*** Available data Section Begins ***

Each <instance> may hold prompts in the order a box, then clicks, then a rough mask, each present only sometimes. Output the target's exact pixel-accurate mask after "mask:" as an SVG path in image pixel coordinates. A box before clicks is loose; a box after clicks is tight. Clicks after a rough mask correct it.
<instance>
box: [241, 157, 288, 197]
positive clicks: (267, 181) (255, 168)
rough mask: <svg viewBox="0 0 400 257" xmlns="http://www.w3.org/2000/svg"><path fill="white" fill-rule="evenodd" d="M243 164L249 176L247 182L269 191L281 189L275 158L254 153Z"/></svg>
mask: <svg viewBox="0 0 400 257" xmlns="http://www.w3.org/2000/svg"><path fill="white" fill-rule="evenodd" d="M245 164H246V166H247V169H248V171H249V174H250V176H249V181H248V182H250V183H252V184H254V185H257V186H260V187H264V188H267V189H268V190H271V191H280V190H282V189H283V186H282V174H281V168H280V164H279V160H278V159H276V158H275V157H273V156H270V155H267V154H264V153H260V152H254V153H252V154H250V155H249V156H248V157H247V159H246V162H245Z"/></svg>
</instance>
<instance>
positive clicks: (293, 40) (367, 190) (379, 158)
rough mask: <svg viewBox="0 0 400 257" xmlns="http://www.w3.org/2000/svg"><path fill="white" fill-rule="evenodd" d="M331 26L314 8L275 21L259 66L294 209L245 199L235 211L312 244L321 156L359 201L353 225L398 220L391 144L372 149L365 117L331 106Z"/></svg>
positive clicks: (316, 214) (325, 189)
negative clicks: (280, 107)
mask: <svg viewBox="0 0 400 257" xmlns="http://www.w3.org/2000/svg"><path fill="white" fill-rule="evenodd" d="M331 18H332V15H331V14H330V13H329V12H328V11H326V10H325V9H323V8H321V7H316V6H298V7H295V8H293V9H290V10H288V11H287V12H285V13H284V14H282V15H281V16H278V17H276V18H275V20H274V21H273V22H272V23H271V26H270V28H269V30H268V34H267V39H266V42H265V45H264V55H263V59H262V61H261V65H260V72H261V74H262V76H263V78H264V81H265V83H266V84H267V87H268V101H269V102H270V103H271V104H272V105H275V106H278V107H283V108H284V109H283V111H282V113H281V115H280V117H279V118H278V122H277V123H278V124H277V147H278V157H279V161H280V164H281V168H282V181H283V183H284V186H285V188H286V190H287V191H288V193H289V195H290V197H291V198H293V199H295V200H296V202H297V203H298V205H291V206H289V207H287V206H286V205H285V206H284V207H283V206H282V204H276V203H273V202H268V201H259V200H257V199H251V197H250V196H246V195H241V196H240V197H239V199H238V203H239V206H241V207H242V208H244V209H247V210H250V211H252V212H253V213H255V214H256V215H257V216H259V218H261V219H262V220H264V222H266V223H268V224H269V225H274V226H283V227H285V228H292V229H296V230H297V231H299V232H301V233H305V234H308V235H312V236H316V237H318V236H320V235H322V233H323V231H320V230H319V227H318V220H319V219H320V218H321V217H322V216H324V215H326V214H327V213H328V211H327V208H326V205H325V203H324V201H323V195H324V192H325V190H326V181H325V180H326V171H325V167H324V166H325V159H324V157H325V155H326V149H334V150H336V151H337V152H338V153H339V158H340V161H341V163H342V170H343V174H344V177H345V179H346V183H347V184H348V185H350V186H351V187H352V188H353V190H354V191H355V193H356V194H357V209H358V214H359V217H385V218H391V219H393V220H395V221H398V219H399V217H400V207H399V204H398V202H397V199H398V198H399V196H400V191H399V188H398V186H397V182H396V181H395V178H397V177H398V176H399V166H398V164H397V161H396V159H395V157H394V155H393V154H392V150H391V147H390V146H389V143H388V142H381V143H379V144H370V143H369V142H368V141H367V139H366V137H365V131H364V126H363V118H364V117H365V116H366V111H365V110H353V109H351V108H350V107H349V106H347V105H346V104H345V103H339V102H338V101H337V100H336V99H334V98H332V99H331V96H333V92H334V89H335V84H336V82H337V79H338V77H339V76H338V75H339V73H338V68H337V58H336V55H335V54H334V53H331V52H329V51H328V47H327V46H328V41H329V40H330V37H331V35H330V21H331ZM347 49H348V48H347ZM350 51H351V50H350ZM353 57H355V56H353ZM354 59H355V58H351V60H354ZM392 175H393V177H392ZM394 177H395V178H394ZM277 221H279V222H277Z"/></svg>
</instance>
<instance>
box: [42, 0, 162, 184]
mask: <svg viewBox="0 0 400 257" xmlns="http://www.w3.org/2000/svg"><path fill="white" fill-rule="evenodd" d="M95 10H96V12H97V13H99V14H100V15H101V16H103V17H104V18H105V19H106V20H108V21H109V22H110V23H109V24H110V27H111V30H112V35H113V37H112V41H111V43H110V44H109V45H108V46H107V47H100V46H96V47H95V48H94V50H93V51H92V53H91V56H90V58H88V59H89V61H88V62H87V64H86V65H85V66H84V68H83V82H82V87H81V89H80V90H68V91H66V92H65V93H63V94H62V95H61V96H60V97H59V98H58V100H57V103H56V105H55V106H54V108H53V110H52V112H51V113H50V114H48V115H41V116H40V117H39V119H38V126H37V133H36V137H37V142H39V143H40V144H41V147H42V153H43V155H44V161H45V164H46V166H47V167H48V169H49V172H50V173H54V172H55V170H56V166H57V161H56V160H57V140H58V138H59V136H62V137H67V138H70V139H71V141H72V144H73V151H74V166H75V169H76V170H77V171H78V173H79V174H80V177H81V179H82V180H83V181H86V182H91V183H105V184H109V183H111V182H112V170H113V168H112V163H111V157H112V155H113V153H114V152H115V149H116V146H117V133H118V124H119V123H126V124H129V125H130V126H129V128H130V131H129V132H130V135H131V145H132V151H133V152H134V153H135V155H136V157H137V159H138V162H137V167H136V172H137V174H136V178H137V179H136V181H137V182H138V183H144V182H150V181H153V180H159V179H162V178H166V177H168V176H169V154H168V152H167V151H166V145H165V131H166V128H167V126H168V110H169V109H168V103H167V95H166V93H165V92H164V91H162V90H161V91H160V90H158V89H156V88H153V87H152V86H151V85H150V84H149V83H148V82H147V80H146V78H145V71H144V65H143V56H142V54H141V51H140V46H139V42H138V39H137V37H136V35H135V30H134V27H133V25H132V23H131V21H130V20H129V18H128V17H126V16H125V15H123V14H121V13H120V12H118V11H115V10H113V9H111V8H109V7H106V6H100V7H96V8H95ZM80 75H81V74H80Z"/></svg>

*** Available data Section Ends ***

Lines after the one containing "positive clicks: (267, 181) (255, 168)" are not part of the task. Output the entries exactly from their first line through that one.

Each <instance> may hold prompts in the order a box, then clicks, then a rough mask, each present only sometimes. Output the target's exact pixel-accurate mask after "mask:" as an SVG path in image pixel coordinates. A box before clicks is loose; a box after clicks is tight. Clicks after a rough mask correct it.
<instance>
box: [241, 157, 288, 197]
positive clicks: (267, 181) (255, 168)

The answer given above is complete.